Find the line that contains "Wanted | a point on the horse head, one". Then set down that line and all the lines after it, to the end of the records, exactly and with nothing added.
--- RECORD EXTRACTS ---
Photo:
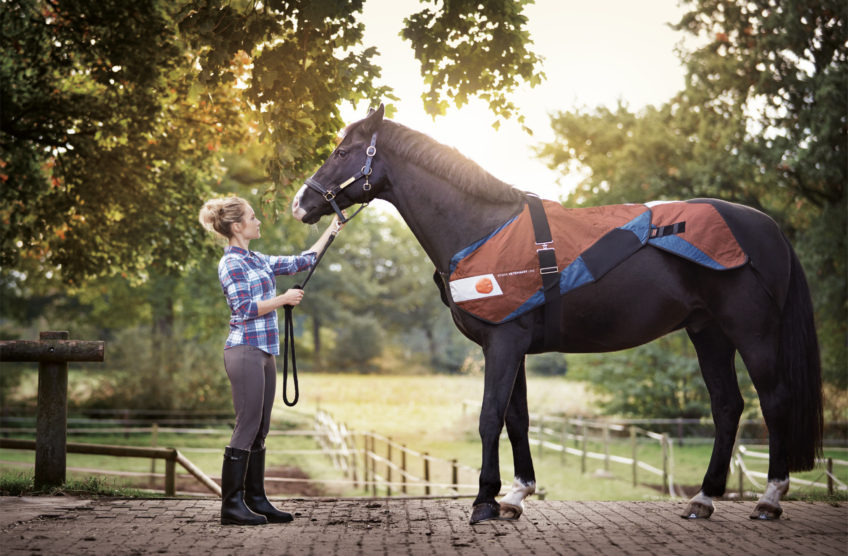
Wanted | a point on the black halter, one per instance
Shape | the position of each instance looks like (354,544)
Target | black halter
(329,194)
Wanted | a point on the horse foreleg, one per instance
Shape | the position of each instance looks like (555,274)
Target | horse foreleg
(502,364)
(518,427)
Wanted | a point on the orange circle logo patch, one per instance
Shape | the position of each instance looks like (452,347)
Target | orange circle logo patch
(484,285)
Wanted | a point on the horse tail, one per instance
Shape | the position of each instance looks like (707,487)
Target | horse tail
(799,354)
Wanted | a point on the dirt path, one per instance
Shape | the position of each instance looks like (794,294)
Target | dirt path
(413,526)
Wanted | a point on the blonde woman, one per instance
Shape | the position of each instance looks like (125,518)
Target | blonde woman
(248,280)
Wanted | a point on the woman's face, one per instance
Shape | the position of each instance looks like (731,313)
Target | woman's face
(250,224)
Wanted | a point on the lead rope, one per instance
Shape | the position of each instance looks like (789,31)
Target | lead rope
(289,332)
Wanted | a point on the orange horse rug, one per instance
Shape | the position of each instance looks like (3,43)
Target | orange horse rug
(498,277)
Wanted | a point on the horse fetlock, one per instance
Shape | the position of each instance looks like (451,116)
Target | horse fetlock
(700,507)
(768,507)
(512,505)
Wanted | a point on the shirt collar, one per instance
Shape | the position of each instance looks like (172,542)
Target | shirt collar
(237,250)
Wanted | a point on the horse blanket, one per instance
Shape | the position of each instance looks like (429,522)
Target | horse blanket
(497,278)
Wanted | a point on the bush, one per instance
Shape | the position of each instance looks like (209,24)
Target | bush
(143,372)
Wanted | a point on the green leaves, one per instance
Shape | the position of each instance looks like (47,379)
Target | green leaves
(763,121)
(469,48)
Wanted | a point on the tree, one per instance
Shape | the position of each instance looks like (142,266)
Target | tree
(763,121)
(114,113)
(105,146)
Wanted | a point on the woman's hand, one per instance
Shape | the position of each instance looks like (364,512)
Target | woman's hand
(292,297)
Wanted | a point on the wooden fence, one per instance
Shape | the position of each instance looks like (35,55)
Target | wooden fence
(381,466)
(171,456)
(741,469)
(565,430)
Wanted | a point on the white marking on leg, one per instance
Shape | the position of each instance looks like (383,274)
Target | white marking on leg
(519,491)
(774,490)
(699,500)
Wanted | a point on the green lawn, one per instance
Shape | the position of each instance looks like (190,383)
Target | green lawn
(429,414)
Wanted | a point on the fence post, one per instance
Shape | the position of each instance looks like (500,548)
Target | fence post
(583,456)
(664,444)
(455,476)
(830,476)
(365,470)
(350,444)
(171,476)
(741,475)
(403,468)
(51,419)
(371,454)
(389,467)
(541,434)
(633,453)
(154,441)
(426,458)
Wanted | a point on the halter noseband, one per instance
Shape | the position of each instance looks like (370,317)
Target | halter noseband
(330,194)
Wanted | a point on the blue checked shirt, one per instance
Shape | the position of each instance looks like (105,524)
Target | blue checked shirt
(247,277)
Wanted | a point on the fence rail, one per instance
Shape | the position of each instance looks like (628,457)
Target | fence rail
(171,456)
(832,485)
(381,466)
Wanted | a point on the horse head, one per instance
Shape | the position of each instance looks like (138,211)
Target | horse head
(352,174)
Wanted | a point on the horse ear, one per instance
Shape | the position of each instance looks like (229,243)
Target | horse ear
(374,118)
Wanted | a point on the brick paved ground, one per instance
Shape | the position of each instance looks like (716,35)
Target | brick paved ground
(413,527)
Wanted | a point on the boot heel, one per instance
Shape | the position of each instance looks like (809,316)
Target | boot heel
(233,509)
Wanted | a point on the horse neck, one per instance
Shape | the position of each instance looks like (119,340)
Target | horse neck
(442,217)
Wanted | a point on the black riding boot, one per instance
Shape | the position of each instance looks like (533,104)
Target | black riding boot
(233,509)
(254,490)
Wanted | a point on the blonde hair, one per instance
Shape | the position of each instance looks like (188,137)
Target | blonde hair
(219,215)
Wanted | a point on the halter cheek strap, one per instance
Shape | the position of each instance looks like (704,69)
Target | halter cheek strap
(330,194)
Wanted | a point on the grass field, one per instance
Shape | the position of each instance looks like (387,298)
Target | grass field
(433,414)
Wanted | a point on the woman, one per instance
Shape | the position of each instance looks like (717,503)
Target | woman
(247,278)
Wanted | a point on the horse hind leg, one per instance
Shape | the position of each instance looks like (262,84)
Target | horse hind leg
---
COMPLETE OUTPUT
Wanted | a point on the horse head, one per instance
Shape | the position of each instance looks like (138,211)
Target | horse head
(352,174)
Wanted | a point on the horse ear, one per instance
Shape | the position of each instance looks like (229,243)
Target | horse ear
(374,118)
Wanted | a point on the brick paved ground, one per instance
Shape | the position of each instance looks like (716,35)
Target | brick paved ground
(413,527)
Wanted | a point on the boot heel, one per instance
Shape | the position of each instance looks like (809,316)
Target | boot heel
(233,509)
Wanted | a point on the horse neck, one per instance
Shape | the position of each instance looks like (119,340)
Target | horse neck
(442,217)
Wanted | a point on the black riding boot, one per instance
Shape | the position of each instance looks like (533,104)
Target | black riding boot
(233,509)
(254,490)
Wanted | a point on the blonde hair, one per instance
Shape | the position of each instance looks like (188,137)
Target | blonde hair
(219,215)
Wanted | a point on the halter cheek strap, one per instance
Shape | the position of each instance looks like (704,69)
Target | halter cheek strap
(330,194)
Wanted | a point on the grass field, one per instance
Shape | the position of each instance looks like (387,298)
Target | grass field
(433,414)
Wanted | a point on the woman, one per instance
Shape | the position of each instance looks like (717,503)
Target | woman
(247,278)
Wanted | a point on the horse hind leg, one per instance
Shape | the position of each instance looks like (262,84)
Target | horse hind leg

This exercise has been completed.